## Exercise prompt
Could you carry on the forum thread about Square Enix trademarking "Squaresoft" and "Enix" from the point where it stops?

## Page
[START]
# Square Enix trademarks "Squaresoft" and "Enix"



## Krory (Feb 10, 2015)

Wait wut?

Anyways, news recently arose that the company filed trademarks for former company names _Squaresoft_ and _Enix_. I suppose when they merged back in 2003, the trademarks on those became invalid.

The most common speculation regarding this is that _Squaresoft_ and _Enix_ will become two separate development groups under the parent company of _Square Enix_.

Source


----------



## Deathbringerpt (Feb 10, 2015)

Guess what happens when Square Enix makes sweet profit for 2 years in a row.


----------



## Krory (Feb 10, 2015)

They should be thanking Eidos.


----------



## Deathbringerpt (Feb 10, 2015)

According to them Tomb Raider was a bust so it really makes sense that they're making a timed exclusive sequel for their failed reboot.

Or maybe suits are full of shit even when they make money or something. Dunno.


----------



## Krory (Feb 10, 2015)

They changed their tune over that with the Definitive Edition release. That's why they ended up doing the same with Sleeping Dogs, and did those three packs.

Though really, it's probably because MIcrosoft offered them an exorbitant amount of money and they're like, "Well... shit, we could get all of this definite money, and then just go around and sell the damn thing on the systems everyone will actually play it on."

Because let's be real here - we all know these people saying now, "I WILL NEVER PLAY THIS GAME EVARRRR!" will snatch it up immediately when the PS3/PS4/PC version comes out. Because your average gamer has no willpower.


----------



## zenieth (Feb 11, 2015)

Eidos had nothing to do with that bank. At least nothing substantial.

The Square investment report pretty much laid out clear that it was ARR, DQ and Mobile games.

Especially ARR, shit makes XI look like a piggy bank.


----------



## Enclave (Feb 11, 2015)

zenieth said:


> Eidos had nothing to do with that bank. At least nothing substantial.
[END]
## Data extract
[START]
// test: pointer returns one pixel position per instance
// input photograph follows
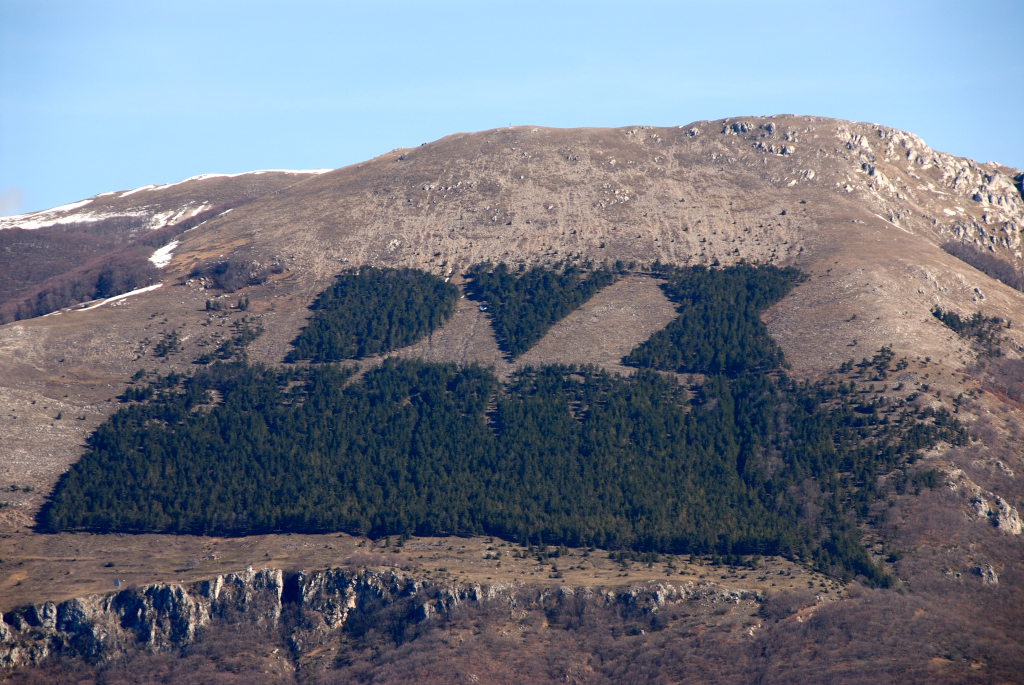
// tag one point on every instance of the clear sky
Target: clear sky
[END]
## Task answer
> 
> The Square investment report pretty much laid out clear that it was ARR, DQ and Mobile games.
> 
> Especially ARR, shit makes XI look like a piggy bank.



Yeah, it's honestly surprising how well FFXIV is doing now.


----------



## Krory (Feb 11, 2015)

So THAT'S where all of WoW's dropped players are going.


----------



## Ultimania (Feb 11, 2015)

Square Enix has really dropped off of my radar a lot aside from the Bravely Default series and Kingdom Hearts series. They refuse to localize games that I would play (Dragon Quest games), avoid remaking old games that need the remake treatment (PS1 FF games), while screaming ''MOBILE GAMING IS THE FUTURE!''

They used to be awesome during the DS and PSP era, but now it seems like they're replaced by Atlus.


----------



## Krory (Feb 11, 2015)

>Need a remake


----------



## DeathScream (Feb 11, 2015)

FUCK THEM!

I WANT A NEW LEGACY OF KAIN OR SOUL REAVER!(even if nosgoth is doing well)


----------



## Krory (Feb 11, 2015)

Amy Hennig is gone and the Elder God is dead.

Leave it be.


----------



## DeathScream (Feb 11, 2015)

what about re-release them in HD?

or make a game based on the conflict before Nosgoth


----------



## Enclave (Feb 11, 2015)

krory said:


> Amy Hennig is gone and the Elder God is dead.
> 
> Leave it be.



The Elder God is not dead, he was just defeated.  He still very much is a threat and has many machinations still going on.  Additionally there's still much that could be done with the Hylden.

So really there's a LOT they could still do with Legacy of Kain and Defiance while it did wrap up a lot?  It didn't cover nearly everything, 1 or 2 more games to wrap up the story would be much appreciated.

That said?  I wouldn't want them to make more LoK games without Amy Hennig.


----------



## Ultimania (Feb 11, 2015)

krory said:


> >Need a remake



They're PS1 games that look fucking ugly, so I do think that they need a remake. But no, let's remaster FFX and release the PC port of FFVII on PS4 because we're lazy.


----------



## Krory (Feb 11, 2015)

Enclave said:


> The Elder God is not dead, he was just defeated.  He still very much is a threat and has many machinations still going on.  Additionally there's still much that could be done with the Hylden.
> 
> So really there's a LOT they could still do with Legacy of Kain and Defiance while it did wrap up a lot?  It didn't cover nearly everything, 1 or 2 more games to wrap up the story would be much appreciated.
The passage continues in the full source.